### Aim of the exercise
Each line below is to be written out in full, exactly as shown.

### Data extract
╭──

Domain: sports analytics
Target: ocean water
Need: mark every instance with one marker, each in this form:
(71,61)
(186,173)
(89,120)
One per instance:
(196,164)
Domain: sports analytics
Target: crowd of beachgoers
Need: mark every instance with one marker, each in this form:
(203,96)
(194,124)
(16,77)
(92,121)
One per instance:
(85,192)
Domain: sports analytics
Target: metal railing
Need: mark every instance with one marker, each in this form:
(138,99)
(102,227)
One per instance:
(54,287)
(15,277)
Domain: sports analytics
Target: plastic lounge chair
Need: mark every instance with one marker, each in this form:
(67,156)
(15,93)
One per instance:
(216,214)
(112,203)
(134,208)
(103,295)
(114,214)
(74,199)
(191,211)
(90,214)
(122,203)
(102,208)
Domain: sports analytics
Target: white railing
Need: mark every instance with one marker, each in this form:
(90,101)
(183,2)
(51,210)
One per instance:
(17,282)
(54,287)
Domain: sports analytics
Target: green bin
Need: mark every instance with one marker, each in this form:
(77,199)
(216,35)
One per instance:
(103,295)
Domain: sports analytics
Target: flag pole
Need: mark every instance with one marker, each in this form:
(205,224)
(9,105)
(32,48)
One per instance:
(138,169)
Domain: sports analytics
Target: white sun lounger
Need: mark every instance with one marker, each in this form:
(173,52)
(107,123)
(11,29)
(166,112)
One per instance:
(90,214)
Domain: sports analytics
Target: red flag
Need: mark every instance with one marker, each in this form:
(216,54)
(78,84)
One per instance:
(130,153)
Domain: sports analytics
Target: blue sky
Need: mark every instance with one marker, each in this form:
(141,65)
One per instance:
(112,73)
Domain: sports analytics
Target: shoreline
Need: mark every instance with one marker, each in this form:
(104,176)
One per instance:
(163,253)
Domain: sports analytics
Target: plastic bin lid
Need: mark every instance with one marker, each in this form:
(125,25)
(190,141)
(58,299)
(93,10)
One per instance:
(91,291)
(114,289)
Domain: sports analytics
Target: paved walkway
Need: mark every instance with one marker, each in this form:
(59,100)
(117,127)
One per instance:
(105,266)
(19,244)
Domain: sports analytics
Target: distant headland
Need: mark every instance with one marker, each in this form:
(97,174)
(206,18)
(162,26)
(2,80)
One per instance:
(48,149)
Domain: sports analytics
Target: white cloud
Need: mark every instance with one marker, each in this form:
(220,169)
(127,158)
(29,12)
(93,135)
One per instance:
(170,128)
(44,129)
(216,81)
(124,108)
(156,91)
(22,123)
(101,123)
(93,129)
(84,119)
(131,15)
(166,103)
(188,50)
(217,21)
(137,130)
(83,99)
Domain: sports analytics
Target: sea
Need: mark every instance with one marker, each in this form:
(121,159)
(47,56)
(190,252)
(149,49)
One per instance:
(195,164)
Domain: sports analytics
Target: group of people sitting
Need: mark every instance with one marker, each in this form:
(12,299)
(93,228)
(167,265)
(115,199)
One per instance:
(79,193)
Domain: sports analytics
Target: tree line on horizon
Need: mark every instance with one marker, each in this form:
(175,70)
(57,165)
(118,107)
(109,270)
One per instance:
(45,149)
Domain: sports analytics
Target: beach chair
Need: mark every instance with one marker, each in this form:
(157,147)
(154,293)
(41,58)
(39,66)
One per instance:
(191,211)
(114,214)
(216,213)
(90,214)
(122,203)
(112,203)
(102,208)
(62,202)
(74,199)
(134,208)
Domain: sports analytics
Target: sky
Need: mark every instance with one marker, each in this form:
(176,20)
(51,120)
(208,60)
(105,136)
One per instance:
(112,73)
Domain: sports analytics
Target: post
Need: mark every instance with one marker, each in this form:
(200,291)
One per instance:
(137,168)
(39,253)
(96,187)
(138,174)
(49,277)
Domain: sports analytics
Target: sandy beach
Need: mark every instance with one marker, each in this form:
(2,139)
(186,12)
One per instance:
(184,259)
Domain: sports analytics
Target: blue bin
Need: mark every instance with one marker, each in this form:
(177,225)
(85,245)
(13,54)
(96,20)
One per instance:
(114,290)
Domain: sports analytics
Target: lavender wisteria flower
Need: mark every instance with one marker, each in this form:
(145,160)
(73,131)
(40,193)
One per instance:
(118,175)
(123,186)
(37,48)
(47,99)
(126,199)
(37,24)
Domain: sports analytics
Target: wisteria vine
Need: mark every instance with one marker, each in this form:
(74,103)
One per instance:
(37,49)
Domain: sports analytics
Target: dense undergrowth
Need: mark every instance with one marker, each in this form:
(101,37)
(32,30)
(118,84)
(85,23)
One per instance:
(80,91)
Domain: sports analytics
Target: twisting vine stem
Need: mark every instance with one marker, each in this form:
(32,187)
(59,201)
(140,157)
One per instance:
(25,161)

╰──

### Answer to this task
Domain: sports analytics
Target: ocean water
Need: mark every instance with one marker, each in this form:
(71,61)
(186,173)
(89,120)
One per instance:
(196,164)
Domain: sports analytics
Target: crowd of beachgoers
Need: mark every instance with one marker, each in this form:
(203,96)
(194,124)
(16,77)
(92,121)
One per instance:
(85,192)
Domain: sports analytics
Target: metal railing
Need: mark every instance with one marker, each in this form:
(138,99)
(102,227)
One per instance:
(54,287)
(15,277)
Domain: sports analytics
Target: plastic lounge chair
Need: mark every instance with one marker, each in this form:
(67,156)
(15,93)
One per instance:
(216,214)
(112,203)
(134,208)
(103,295)
(114,214)
(74,199)
(191,211)
(90,214)
(122,203)
(102,208)
Domain: sports analytics
Target: white railing
Need: mark every instance with one marker, each in this form:
(90,101)
(183,2)
(51,210)
One per instance:
(17,282)
(54,287)
Domain: sports analytics
Target: green bin
Need: mark every instance with one marker, each in this form:
(77,199)
(216,35)
One per instance:
(103,295)
Domain: sports analytics
Target: flag pole
Need: mark every instance with one marker, each in this form:
(205,224)
(9,105)
(32,48)
One per instance:
(138,169)
Domain: sports analytics
Target: white sun lounger
Need: mark every instance with one marker, each in this form:
(173,52)
(107,123)
(11,29)
(166,112)
One per instance:
(90,214)
Domain: sports analytics
Target: red flag
Need: mark every instance with one marker, each in this form:
(216,54)
(78,84)
One per instance:
(130,153)
Domain: sports analytics
Target: blue sky
Need: mark every instance with one marker, each in this form:
(141,65)
One per instance:
(112,73)
Domain: sports analytics
Target: shoreline
Need: mark every instance with one marker, each in this form:
(104,176)
One per instance:
(163,253)
Domain: sports analytics
Target: plastic bin lid
Need: mark every instance with one marker, each in this form:
(125,25)
(190,141)
(58,299)
(93,10)
One per instance:
(91,291)
(114,289)
Domain: sports analytics
Target: paved walkway
Need: mark every instance with one marker, each in this form:
(59,100)
(117,127)
One per instance:
(105,266)
(19,244)
Domain: sports analytics
Target: distant headland
Need: mark every instance with one marker, each in this form:
(97,174)
(206,18)
(162,26)
(2,80)
One per instance:
(48,149)
Domain: sports analytics
Target: white cloud
Need: mark every instance with one marker, each in this form:
(220,169)
(127,158)
(29,12)
(93,135)
One per instance:
(170,128)
(44,129)
(216,81)
(124,108)
(156,91)
(22,123)
(101,123)
(93,129)
(84,119)
(131,15)
(166,103)
(188,50)
(217,21)
(137,130)
(83,99)
Domain: sports analytics
Target: sea
Need: mark every instance with one marker, each in this form:
(121,159)
(47,56)
(190,252)
(149,49)
One per instance:
(195,164)
Domain: sports analytics
Target: group of people sitting
Need: mark every instance with one marker, each in this form:
(12,299)
(93,228)
(167,265)
(115,199)
One per instance:
(79,193)
Domain: sports analytics
Target: tree line on horizon
Need: mark every instance with one marker, each in this form:
(175,70)
(57,165)
(118,107)
(109,270)
One per instance:
(45,149)
Domain: sports analytics
Target: beach chair
Need: mark every instance with one marker, each in this form:
(157,147)
(154,293)
(41,58)
(39,66)
One per instance:
(191,211)
(114,214)
(216,213)
(90,214)
(122,203)
(112,203)
(102,208)
(62,202)
(74,199)
(134,208)
Domain: sports analytics
Target: sky
Need: mark every instance with one marker, each in this form:
(176,20)
(51,120)
(208,60)
(105,136)
One per instance:
(112,73)
Domain: sports analytics
Target: post
Need: mark every instance with one marker, each in this form:
(200,291)
One per instance:
(137,168)
(39,253)
(96,187)
(138,174)
(49,277)
Domain: sports analytics
Target: sandy beach
Need: mark every instance with one marker, each in this form:
(2,139)
(186,12)
One per instance:
(184,259)
Domain: sports analytics
Target: blue bin
Need: mark every instance with one marker, each in this form:
(177,225)
(85,245)
(13,54)
(96,20)
One per instance:
(114,290)
Domain: sports analytics
Target: lavender wisteria flower
Need: mark every instance with one marker, each in this form:
(145,160)
(73,131)
(40,193)
One per instance:
(118,175)
(123,186)
(37,48)
(47,99)
(126,199)
(37,24)
Domain: sports analytics
Target: wisteria vine
Need: mark every instance with one marker, each in this form:
(74,103)
One per instance:
(37,49)
Domain: sports analytics
Target: dense undergrowth
Need: mark every instance with one marker, each in this form:
(101,37)
(32,30)
(118,84)
(85,23)
One per instance:
(80,91)
Domain: sports analytics
Target: twisting vine stem
Need: mark every instance with one marker, each in this form:
(32,187)
(59,201)
(140,157)
One per instance:
(25,161)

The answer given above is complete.